What you have to do:
Display each of the lines below that contains the word "blue".

[Point annotation records]
[Begin]

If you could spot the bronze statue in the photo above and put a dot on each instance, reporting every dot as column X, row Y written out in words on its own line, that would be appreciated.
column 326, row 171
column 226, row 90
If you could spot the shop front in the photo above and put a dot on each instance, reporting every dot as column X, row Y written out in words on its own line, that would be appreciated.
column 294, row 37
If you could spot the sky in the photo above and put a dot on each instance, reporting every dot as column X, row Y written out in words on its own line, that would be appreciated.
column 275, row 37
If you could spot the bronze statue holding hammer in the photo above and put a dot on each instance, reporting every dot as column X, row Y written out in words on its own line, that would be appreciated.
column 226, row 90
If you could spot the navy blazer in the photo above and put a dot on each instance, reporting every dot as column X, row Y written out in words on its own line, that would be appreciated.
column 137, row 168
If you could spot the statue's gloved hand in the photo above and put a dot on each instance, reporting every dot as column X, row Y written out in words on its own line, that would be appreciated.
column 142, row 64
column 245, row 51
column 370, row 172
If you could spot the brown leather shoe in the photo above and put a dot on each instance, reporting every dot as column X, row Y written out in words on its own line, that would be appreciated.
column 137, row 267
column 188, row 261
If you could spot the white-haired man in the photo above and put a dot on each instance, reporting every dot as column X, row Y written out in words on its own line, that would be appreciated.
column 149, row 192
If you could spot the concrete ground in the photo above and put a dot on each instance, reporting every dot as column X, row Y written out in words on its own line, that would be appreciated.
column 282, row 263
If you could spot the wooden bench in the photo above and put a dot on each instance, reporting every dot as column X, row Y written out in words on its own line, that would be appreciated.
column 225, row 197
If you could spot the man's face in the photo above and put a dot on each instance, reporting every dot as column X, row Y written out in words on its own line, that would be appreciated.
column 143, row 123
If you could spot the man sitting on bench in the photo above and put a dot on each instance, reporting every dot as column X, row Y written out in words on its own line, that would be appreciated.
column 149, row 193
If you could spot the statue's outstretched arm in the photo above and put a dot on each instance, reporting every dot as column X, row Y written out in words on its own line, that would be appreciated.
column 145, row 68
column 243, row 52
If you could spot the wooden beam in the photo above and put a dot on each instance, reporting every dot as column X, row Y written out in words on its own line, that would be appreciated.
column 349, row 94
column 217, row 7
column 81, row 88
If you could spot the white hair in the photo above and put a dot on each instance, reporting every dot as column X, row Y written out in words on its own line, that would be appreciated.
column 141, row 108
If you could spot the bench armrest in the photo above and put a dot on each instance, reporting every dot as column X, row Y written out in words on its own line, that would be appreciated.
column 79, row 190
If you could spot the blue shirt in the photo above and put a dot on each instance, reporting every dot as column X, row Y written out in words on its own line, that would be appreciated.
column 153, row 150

[End]
[Begin]

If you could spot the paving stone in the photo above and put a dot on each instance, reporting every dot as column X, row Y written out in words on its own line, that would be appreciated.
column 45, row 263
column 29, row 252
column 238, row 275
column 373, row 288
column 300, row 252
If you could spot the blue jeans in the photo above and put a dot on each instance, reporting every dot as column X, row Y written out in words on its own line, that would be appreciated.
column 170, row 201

[End]

Task response:
If you could spot the blue shirt in the photo above and put a dot on each instance, reporting every dot as column X, row Y written out in words on its own line, that would be appreciated.
If you could spot the blue jeans in the photo above and put a dot on each instance, reporting every dot as column X, row Y written out in words on its own line, that would be appreciated.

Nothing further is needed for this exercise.